[EXERCISE PROMPT]: Output, word for word, every line from the line with "For the evaluation set, tag each instance of the frog's eye" through the final line of the data below.

Raw records:
┌──

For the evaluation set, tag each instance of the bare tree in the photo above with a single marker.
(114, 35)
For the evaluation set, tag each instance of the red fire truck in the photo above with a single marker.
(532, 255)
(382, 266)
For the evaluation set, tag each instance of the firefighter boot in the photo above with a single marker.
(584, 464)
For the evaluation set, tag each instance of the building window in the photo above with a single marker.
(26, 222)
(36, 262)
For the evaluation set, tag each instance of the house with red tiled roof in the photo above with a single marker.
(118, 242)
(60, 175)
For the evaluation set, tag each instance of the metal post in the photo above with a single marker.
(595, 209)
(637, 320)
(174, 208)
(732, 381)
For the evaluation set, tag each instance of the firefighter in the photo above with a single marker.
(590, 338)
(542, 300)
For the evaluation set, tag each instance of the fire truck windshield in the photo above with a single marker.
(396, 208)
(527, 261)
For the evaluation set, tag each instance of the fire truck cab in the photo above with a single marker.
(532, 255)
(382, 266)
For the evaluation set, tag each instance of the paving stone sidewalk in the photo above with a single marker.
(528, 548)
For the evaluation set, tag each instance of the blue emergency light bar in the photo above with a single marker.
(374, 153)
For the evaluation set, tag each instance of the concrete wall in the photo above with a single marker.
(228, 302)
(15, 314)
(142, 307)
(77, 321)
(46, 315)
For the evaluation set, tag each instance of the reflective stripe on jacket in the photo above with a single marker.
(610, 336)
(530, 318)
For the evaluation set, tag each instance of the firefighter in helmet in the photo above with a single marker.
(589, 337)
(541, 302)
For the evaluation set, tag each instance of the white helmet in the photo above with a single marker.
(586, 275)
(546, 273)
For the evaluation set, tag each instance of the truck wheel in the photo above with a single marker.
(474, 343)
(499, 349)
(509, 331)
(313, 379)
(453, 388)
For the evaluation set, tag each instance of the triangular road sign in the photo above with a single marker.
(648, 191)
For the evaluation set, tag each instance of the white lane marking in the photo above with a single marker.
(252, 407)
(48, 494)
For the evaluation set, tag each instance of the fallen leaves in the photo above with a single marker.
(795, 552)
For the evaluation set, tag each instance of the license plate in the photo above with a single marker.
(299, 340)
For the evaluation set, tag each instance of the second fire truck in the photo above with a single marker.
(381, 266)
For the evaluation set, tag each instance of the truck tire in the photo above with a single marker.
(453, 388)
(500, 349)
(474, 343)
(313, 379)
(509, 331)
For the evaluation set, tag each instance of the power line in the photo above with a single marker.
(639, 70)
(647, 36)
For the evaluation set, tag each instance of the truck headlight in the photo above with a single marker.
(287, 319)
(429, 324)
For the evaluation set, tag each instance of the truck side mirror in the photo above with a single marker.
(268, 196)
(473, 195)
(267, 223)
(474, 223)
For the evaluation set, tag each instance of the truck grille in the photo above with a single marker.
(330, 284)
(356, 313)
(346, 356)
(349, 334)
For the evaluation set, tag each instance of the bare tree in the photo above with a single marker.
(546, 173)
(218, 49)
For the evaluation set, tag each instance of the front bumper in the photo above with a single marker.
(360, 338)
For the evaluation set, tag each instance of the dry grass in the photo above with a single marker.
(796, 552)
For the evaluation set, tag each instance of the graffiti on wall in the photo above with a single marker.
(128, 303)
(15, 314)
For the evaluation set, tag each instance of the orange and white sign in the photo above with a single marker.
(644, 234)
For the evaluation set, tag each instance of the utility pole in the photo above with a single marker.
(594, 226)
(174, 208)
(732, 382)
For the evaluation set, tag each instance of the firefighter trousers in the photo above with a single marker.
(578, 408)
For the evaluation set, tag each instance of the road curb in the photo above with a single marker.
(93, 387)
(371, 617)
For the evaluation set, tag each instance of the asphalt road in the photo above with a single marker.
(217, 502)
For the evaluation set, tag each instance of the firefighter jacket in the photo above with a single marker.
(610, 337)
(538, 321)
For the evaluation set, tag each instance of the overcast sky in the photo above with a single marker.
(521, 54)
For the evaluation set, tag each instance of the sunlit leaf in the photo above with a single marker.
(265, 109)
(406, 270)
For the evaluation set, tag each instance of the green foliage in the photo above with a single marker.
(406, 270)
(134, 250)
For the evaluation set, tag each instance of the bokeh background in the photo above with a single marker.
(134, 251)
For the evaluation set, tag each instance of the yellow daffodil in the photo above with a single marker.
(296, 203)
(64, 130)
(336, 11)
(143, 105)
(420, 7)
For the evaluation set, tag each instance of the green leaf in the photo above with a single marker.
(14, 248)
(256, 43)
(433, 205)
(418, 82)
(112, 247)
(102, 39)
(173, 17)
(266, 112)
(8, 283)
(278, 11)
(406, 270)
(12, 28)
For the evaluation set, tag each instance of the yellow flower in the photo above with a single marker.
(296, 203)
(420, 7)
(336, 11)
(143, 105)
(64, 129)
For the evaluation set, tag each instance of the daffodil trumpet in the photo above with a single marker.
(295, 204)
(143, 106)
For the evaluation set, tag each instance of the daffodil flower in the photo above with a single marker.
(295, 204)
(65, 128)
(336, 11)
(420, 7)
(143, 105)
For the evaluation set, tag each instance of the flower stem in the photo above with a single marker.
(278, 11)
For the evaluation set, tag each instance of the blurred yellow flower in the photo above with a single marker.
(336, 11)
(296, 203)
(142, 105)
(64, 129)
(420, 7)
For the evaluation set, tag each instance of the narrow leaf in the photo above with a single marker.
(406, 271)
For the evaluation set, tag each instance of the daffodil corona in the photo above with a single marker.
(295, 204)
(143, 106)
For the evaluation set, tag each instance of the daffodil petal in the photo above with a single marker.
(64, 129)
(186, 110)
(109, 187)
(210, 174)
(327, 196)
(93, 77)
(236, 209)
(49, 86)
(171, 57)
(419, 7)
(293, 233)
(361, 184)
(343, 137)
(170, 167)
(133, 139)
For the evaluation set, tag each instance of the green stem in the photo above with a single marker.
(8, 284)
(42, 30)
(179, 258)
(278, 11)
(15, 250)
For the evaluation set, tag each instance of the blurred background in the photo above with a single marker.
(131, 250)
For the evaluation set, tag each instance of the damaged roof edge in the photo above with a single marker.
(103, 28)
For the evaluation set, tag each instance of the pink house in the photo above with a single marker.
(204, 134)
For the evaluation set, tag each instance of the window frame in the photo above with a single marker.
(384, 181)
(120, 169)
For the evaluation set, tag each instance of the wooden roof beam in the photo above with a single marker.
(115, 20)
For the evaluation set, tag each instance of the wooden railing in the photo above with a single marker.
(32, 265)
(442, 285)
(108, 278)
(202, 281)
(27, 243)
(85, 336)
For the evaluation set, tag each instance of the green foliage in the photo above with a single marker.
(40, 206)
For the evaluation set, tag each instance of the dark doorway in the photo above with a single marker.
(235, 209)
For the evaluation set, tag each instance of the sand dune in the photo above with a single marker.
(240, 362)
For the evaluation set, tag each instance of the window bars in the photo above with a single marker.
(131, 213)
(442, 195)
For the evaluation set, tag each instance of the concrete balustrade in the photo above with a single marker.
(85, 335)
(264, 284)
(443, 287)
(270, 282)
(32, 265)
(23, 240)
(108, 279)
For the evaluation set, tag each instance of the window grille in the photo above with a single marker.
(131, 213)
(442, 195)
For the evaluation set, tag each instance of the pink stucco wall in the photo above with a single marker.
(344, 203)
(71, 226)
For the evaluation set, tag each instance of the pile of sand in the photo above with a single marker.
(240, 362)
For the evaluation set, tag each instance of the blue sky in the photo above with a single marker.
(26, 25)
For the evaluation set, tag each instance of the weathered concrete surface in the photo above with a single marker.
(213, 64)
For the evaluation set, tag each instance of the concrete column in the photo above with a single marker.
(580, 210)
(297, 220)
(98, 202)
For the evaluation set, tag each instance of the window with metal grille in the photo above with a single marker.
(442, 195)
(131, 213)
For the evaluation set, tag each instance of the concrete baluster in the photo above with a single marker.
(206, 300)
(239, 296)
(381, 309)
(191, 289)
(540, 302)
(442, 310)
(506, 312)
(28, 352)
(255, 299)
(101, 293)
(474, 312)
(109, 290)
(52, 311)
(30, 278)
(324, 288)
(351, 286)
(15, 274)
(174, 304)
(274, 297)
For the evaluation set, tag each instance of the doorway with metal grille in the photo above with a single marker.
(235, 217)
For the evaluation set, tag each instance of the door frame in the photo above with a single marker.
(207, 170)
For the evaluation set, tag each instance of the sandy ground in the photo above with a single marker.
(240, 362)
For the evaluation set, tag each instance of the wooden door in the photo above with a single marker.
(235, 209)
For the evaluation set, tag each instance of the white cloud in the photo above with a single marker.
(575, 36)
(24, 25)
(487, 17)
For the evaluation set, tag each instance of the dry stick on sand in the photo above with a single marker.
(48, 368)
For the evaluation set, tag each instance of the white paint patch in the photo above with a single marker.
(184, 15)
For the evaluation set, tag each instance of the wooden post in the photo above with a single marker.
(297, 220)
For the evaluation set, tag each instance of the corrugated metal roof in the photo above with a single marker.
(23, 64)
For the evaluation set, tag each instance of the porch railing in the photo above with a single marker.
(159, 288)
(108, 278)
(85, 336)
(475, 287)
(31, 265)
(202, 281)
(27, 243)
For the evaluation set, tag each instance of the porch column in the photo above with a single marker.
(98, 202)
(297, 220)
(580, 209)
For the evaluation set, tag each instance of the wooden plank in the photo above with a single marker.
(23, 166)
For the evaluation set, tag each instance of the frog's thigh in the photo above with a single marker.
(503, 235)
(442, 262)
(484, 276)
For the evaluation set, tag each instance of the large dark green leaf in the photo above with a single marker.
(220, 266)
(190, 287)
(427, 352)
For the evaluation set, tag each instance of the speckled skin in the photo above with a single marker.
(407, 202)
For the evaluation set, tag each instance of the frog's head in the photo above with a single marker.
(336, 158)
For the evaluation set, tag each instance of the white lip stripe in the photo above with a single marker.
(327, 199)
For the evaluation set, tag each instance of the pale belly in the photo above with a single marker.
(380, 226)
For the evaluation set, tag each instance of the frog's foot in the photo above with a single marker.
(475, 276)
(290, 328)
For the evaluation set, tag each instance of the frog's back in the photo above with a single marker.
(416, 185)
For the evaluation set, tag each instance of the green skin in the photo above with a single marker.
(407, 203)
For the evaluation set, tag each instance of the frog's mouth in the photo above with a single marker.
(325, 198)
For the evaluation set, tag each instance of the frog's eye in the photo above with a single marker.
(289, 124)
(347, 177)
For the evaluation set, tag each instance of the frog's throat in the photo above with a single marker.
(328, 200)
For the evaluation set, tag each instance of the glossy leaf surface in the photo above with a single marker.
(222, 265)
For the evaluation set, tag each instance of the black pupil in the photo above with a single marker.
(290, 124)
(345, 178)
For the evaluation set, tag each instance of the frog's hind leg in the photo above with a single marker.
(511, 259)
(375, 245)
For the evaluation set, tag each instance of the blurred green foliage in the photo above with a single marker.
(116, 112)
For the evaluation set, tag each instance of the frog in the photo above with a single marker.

└──

[THE OUTPUT]:
For the evaluation set, tag each instance of the frog's eye in the photo above with a single marker.
(289, 124)
(347, 177)
For the evaluation set, tag each instance of the frog's throat in the photo above with a single marker.
(328, 200)
For the evaluation set, tag each instance of the glossy leaf surface in the photo above with a single marker.
(222, 265)
For the evaluation set, tag each instance of the black pupil in the photo above with a single marker.
(290, 124)
(345, 178)
For the evaluation set, tag each instance of the frog's hind leg in the photo above with a single marker.
(511, 259)
(375, 245)
For the evaluation set, tag each instance of the blurred green foliage in the photo above with a single marker.
(116, 112)
For the evaluation set, tag each instance of the frog in the photo above with a single marker.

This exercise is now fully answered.